=== DATA EXCERPTS ===

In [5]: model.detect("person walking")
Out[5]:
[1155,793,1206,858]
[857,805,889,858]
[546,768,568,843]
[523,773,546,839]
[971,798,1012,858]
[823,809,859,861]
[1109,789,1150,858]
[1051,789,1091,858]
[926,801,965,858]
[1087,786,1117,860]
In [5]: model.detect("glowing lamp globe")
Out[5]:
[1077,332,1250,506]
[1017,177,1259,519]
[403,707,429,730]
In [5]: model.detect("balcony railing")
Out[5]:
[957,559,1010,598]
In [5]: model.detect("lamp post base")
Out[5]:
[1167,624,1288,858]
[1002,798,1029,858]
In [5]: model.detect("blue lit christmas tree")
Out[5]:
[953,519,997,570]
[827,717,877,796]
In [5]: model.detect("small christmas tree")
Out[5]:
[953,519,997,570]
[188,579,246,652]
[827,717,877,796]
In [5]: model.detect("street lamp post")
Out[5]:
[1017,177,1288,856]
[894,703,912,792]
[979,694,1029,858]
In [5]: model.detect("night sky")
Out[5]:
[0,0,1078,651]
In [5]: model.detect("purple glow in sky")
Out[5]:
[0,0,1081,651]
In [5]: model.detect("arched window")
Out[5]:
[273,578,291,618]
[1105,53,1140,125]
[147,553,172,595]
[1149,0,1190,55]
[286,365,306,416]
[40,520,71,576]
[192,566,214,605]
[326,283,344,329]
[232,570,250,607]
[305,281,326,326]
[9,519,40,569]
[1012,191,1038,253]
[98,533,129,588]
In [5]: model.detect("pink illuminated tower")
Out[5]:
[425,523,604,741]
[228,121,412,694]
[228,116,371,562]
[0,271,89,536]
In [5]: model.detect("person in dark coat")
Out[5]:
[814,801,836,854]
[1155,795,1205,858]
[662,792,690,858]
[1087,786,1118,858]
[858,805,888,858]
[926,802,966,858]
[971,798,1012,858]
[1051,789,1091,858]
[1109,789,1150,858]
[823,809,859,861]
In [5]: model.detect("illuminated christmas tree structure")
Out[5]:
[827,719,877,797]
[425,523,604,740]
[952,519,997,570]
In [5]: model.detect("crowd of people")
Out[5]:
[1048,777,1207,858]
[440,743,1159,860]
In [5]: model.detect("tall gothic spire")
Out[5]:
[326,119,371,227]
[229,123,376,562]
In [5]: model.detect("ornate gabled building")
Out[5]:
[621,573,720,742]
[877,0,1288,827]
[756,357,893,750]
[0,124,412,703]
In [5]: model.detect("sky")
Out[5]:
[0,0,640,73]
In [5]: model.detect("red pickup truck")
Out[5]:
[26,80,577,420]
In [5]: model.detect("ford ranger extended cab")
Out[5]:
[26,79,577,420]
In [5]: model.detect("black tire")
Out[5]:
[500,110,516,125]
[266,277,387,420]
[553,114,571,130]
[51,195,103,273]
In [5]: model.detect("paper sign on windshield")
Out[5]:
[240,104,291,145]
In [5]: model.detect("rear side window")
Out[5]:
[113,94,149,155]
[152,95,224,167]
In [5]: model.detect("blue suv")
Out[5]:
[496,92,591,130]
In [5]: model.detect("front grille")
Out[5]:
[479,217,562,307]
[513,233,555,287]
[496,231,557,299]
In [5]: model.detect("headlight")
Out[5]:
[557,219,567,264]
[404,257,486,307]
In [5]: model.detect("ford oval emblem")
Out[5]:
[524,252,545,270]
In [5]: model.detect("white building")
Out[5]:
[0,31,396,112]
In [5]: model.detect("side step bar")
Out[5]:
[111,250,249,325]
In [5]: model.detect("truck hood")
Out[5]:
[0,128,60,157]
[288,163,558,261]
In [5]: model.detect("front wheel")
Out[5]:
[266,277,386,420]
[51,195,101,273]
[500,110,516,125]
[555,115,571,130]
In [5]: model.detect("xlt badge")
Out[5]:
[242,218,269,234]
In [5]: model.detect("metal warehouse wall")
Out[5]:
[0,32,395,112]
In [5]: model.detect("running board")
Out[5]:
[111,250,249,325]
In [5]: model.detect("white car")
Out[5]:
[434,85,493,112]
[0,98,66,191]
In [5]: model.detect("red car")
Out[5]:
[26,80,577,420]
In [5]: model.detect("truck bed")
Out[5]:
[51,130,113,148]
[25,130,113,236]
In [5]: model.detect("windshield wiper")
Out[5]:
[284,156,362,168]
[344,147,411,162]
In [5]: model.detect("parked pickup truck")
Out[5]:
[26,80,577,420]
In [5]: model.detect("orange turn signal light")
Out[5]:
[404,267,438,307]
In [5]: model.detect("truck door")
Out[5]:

===

Copy all of the lines above word for word, keeping every character and line break unchanged.

> **EXERCISE OUTPUT**:
In [5]: model.detect("person walking")
Out[5]:
[1155,793,1206,858]
[857,805,889,858]
[546,768,568,843]
[523,773,546,839]
[971,798,1012,858]
[823,809,859,861]
[1109,789,1150,858]
[1051,789,1091,858]
[926,801,965,858]
[1087,786,1117,860]
In [5]: model.detect("glowing lamp globe")
Out[5]:
[1077,332,1250,506]
[1017,177,1259,519]
[403,707,429,730]
In [5]: model.detect("balcony railing")
Out[5]:
[957,559,1010,598]
In [5]: model.detect("lamp post base")
Out[5]:
[1167,624,1288,858]
[1002,798,1029,858]
In [5]: model.detect("blue lit christmas tree")
Out[5]:
[953,519,997,570]
[827,717,877,796]
In [5]: model.detect("small christmas tree")
Out[5]:
[953,519,997,570]
[188,579,246,652]
[827,717,877,796]
In [5]: model.detect("street lamp post")
Out[5]:
[1017,177,1288,856]
[894,703,912,792]
[979,694,1029,858]
In [5]: model.detect("night sky")
Out[5]:
[0,0,1078,651]
In [5]: model.detect("purple glow in sky")
Out[5]:
[0,0,1081,651]
In [5]: model.detect("arched window")
Out[5]:
[273,578,291,618]
[1105,53,1140,125]
[147,553,172,595]
[1149,0,1190,55]
[286,365,306,416]
[40,520,71,576]
[192,566,214,605]
[326,283,344,329]
[232,570,250,607]
[305,281,326,326]
[9,519,40,569]
[1012,191,1038,253]
[98,533,129,588]
In [5]: model.detect("pink illuminated tower")
Out[5]:
[425,523,604,741]
[228,121,412,694]
[228,116,371,562]
[0,271,89,536]
In [5]: model.detect("person in dark coat")
Out[5]:
[814,801,836,854]
[1155,795,1205,858]
[662,792,690,858]
[1087,786,1118,858]
[858,805,888,858]
[926,802,966,858]
[971,798,1012,858]
[1051,789,1091,858]
[1109,789,1150,858]
[823,809,859,861]
In [5]: model.detect("illuminated christmas tree structure")
Out[5]:
[827,719,877,797]
[425,523,604,740]
[952,519,997,570]
In [5]: model.detect("crowd of people")
Out[5]:
[1048,777,1207,858]
[440,743,1159,860]
In [5]: model.detect("tall gothic spire")
Out[5]:
[326,119,371,227]
[229,123,376,562]
In [5]: model.detect("ornate gabled building")
Out[5]:
[621,573,720,742]
[877,0,1288,827]
[756,357,893,750]
[0,124,412,703]
In [5]: model.detect("sky")
Out[5]:
[0,0,640,73]
In [5]: model.detect("red pickup truck")
Out[5]:
[26,80,577,420]
In [5]: model.detect("ford ranger extended cab")
Out[5]:
[26,79,577,420]
In [5]: model.detect("black tire")
Out[5]:
[500,110,516,125]
[266,277,387,420]
[553,114,571,130]
[51,195,103,273]
In [5]: model.detect("paper sign on windshield")
Out[5]:
[240,104,291,145]
In [5]: model.detect("rear side window")
Out[5]:
[113,94,149,155]
[152,95,224,167]
In [5]: model.detect("blue suv")
Out[5]:
[496,92,591,130]
In [5]: model.detect("front grille")
Out[5]:
[479,217,562,307]
[513,233,555,287]
[496,231,557,299]
In [5]: model.detect("headlight")
Out[5]:
[557,219,567,264]
[404,257,486,307]
In [5]: model.detect("ford oval emblem")
Out[5]:
[524,252,545,270]
In [5]: model.detect("white building")
Out[5]:
[0,31,396,112]
In [5]: model.detect("side step bar")
Out[5]:
[111,250,249,325]
In [5]: model.detect("truck hood")
Out[5]:
[0,128,60,157]
[288,163,558,261]
In [5]: model.detect("front wheel")
Out[5]:
[266,277,386,420]
[51,195,101,273]
[500,110,516,125]
[555,115,571,130]
In [5]: model.detect("xlt badge")
Out[5]:
[242,218,269,234]
In [5]: model.detect("metal warehouse wall")
Out[5]:
[0,32,395,112]
In [5]: model.detect("running board")
Out[5]:
[111,250,249,325]
In [5]: model.detect("white car")
Out[5]:
[434,85,493,112]
[0,98,66,191]
In [5]: model.detect("red car")
Out[5]:
[26,80,577,420]
In [5]: model.detect("truck bed")
Out[5]:
[51,130,113,148]
[25,130,113,236]
In [5]: model.detect("windshield wiper")
Out[5]:
[284,156,362,168]
[344,147,411,162]
In [5]: model.detect("parked pickup truck")
Out[5]:
[26,80,577,420]
In [5]: model.detect("orange turn signal light")
Out[5]:
[404,267,438,307]
In [5]: model.detect("truck door")
Out[5]:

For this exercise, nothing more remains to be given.